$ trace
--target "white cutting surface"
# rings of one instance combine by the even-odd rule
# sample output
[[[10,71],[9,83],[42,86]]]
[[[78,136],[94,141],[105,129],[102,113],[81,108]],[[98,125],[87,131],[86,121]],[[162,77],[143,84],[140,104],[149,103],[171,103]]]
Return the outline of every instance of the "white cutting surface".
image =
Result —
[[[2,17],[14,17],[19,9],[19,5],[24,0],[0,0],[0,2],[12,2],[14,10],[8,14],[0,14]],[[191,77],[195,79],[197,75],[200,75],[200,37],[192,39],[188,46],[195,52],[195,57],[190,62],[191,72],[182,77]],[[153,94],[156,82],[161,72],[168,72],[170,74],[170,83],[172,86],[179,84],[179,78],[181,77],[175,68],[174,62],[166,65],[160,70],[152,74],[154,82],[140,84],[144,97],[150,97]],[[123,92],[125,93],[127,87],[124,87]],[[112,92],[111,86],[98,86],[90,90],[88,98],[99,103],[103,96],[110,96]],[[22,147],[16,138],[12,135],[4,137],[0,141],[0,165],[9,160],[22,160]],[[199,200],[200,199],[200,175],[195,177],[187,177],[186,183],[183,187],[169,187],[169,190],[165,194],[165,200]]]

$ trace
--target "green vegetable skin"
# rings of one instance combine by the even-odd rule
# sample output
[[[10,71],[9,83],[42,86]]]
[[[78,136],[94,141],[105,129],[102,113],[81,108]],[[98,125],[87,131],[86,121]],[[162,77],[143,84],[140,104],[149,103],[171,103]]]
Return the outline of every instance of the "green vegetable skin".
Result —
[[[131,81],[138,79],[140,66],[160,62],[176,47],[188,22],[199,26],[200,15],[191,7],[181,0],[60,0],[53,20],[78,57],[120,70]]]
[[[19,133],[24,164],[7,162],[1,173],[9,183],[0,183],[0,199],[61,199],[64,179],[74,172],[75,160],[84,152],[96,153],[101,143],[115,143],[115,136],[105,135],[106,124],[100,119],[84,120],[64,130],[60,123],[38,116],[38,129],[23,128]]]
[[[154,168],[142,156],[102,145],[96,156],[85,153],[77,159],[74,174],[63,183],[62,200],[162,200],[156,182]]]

━━━

THE EXERCISE:
Could you turn all the rows above into a Markdown table with two columns, Line No. and Content, giving each line its own number and skipping blank lines?

EXERCISE RESULT:
| Line No. | Content |
|---|---|
| 1 | $ trace |
| 2 | --target "white cutting surface" |
| 3 | # rings of one instance combine by the even-odd rule |
| 4 | # sample output |
| 5 | [[[10,71],[9,83],[42,86]]] |
| 6 | [[[78,136],[94,141],[105,129],[102,113],[81,108]],[[98,125],[87,131],[86,121]],[[162,77],[143,84],[140,104],[149,103],[171,103]]] |
| 7 | Return the outline of every instance of the "white cutting surface". |
| 8 | image = |
| 9 | Result — |
| 10 | [[[2,17],[14,17],[19,9],[19,5],[24,0],[0,0],[0,2],[12,2],[14,10],[8,14],[0,14]],[[191,77],[195,79],[197,75],[200,75],[200,37],[192,39],[188,46],[195,52],[195,57],[190,62],[191,72],[182,77]],[[153,94],[156,82],[161,72],[168,72],[170,74],[170,83],[172,86],[179,84],[179,78],[181,77],[175,68],[174,62],[166,65],[160,70],[152,74],[154,82],[140,84],[144,97],[150,97]],[[123,92],[125,93],[127,87],[124,87]],[[112,92],[111,86],[98,86],[90,90],[88,98],[99,103],[103,96],[110,96]],[[22,147],[16,138],[12,135],[4,137],[0,141],[0,165],[9,160],[22,160]],[[199,200],[200,199],[200,175],[195,177],[187,177],[186,183],[183,187],[169,187],[169,190],[165,194],[165,200]]] |
| 11 | $ trace |
| 12 | --target "green vegetable skin" |
| 13 | # rings of one instance combine by the even-odd rule |
| 14 | # sample output |
| 15 | [[[10,71],[9,83],[42,86]]] |
| 16 | [[[78,136],[94,141],[105,129],[102,113],[81,108]],[[98,125],[87,131],[86,121]],[[162,77],[143,84],[140,104],[149,103],[171,103]]] |
| 17 | Return the outline of every instance of the "green vegetable skin". |
| 18 | Result — |
| 19 | [[[131,81],[138,79],[140,66],[160,62],[176,47],[188,22],[199,26],[200,15],[191,7],[181,0],[60,0],[53,20],[78,57],[120,70]]] |
| 20 | [[[19,133],[24,164],[7,162],[1,173],[9,183],[0,183],[0,199],[61,199],[64,179],[74,172],[75,160],[84,152],[96,153],[101,143],[115,143],[115,136],[105,135],[106,124],[100,119],[84,120],[64,130],[60,123],[38,116],[38,129],[23,128]]] |
| 21 | [[[154,168],[142,156],[102,145],[96,156],[85,153],[77,159],[74,174],[63,183],[62,200],[162,200],[156,182]]] |